#### Information shown
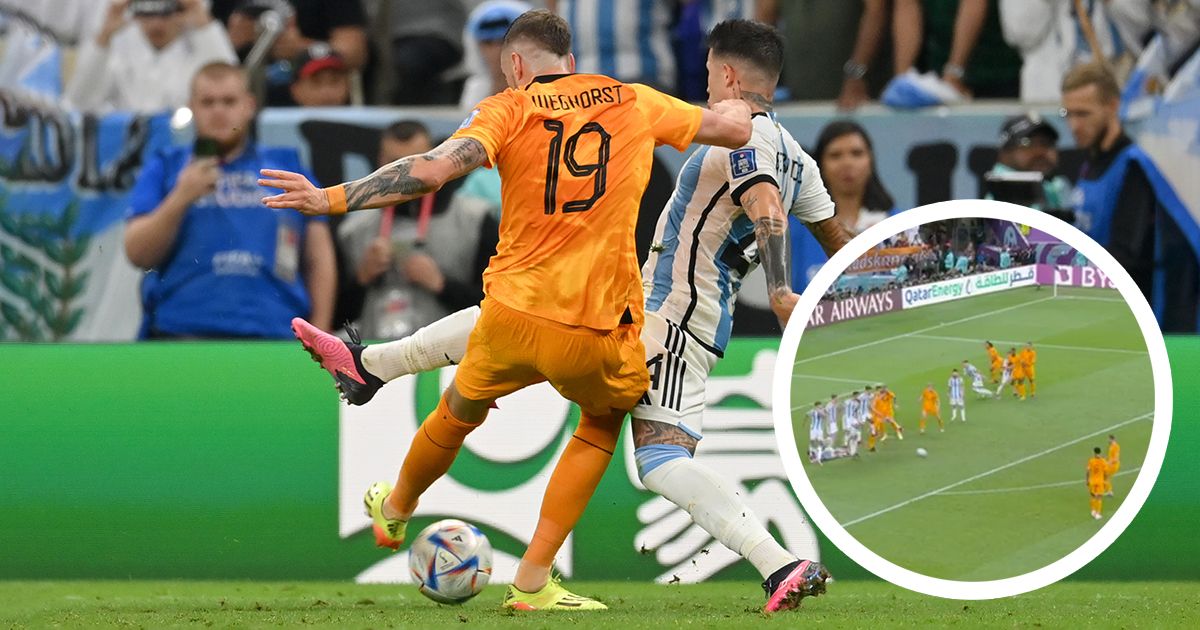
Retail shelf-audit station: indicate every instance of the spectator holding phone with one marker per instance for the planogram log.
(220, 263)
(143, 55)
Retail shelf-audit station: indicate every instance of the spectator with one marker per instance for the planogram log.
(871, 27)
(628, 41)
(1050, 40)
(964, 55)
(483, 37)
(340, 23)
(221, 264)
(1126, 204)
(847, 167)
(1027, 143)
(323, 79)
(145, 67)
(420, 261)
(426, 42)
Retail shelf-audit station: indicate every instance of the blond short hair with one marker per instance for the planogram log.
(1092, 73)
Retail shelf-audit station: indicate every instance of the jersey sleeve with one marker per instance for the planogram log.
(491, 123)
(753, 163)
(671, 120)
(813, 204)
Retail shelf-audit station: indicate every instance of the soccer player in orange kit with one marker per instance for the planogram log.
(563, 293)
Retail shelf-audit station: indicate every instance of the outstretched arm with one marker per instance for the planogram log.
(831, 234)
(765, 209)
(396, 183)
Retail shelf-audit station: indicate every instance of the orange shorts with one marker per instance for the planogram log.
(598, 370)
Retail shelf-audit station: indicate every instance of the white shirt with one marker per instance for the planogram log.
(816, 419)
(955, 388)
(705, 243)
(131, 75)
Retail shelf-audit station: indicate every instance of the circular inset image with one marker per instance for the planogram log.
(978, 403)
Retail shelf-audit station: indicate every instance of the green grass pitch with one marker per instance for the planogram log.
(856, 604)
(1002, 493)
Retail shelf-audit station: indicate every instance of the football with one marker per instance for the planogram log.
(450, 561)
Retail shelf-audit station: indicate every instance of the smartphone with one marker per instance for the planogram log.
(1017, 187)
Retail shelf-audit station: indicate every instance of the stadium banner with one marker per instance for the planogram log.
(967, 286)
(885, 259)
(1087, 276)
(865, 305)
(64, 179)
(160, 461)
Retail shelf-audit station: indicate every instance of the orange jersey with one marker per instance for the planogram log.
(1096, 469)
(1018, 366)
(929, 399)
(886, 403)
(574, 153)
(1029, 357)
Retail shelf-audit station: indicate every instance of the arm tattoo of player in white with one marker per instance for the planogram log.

==

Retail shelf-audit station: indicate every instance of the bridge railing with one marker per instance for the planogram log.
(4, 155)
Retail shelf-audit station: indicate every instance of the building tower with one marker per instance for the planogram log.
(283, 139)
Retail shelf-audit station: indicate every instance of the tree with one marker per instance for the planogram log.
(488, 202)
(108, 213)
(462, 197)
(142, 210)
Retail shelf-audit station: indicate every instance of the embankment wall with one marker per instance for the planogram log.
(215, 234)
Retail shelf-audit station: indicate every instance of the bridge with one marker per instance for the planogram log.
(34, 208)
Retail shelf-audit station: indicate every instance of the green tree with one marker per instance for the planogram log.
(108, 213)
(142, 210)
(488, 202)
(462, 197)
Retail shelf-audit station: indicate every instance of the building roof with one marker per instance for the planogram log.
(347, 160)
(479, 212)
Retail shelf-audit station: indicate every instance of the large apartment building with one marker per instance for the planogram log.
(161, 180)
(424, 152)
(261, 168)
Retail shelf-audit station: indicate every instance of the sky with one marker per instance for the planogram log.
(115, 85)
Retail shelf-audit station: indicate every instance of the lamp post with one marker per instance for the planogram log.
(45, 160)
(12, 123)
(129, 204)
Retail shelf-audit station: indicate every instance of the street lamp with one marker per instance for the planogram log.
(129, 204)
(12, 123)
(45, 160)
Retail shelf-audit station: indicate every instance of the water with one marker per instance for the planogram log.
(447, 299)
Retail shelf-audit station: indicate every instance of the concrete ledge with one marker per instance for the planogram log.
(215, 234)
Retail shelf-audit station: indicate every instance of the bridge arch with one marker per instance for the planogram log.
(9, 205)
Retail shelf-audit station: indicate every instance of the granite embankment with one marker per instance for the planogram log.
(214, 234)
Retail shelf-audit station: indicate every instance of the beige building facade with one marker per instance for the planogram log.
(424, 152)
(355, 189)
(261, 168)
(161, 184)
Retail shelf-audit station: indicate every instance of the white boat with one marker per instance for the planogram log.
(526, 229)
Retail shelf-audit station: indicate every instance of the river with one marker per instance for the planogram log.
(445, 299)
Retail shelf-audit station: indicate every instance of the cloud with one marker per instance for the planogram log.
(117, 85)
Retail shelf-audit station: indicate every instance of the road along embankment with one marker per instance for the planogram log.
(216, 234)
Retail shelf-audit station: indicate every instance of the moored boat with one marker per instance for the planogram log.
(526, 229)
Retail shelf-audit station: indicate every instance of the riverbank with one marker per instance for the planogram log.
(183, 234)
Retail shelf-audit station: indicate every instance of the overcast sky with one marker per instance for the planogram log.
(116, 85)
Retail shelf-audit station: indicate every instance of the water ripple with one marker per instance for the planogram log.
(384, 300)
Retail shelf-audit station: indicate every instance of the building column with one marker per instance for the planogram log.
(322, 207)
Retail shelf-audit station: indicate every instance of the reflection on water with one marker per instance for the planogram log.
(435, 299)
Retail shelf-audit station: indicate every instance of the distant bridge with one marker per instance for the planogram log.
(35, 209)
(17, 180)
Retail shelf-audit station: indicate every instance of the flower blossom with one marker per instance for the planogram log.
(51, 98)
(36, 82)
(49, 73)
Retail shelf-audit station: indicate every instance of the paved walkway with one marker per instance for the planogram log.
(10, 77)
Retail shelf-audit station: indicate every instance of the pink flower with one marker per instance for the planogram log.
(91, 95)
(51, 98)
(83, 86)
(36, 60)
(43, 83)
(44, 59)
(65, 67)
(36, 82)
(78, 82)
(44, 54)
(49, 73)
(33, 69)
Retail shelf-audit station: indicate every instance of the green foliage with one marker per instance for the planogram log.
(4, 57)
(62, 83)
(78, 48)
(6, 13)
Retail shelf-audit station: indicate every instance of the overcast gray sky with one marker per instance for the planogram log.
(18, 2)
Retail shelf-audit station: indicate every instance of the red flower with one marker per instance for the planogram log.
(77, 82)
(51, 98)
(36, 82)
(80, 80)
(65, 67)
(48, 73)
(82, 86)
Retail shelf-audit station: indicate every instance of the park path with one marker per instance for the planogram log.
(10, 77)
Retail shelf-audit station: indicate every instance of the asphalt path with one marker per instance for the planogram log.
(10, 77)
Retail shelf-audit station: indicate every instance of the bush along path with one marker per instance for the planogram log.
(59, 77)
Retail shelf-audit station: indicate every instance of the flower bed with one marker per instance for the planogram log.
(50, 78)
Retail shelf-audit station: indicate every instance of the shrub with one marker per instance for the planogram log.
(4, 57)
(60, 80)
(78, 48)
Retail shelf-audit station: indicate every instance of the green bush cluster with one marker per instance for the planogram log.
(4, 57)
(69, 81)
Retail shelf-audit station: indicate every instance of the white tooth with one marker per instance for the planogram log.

#### Task statement
In the entries above, find the line holding "Retail shelf-audit station: indicate every instance of the shrub" and the line holding "the white tooth"; print both of them and every line between, exactly, and nothing else.

#### Response
Retail shelf-audit station: indicate every instance of the shrub with one marker per instance for the planogram log.
(4, 57)
(60, 80)
(78, 48)
Retail shelf-audit station: indicate every instance of the green bush cluster with one marker per instance for the planogram log.
(4, 57)
(69, 81)
Retail shelf-audit station: indicate every instance of the white tooth with one marker per instance for the planogram log.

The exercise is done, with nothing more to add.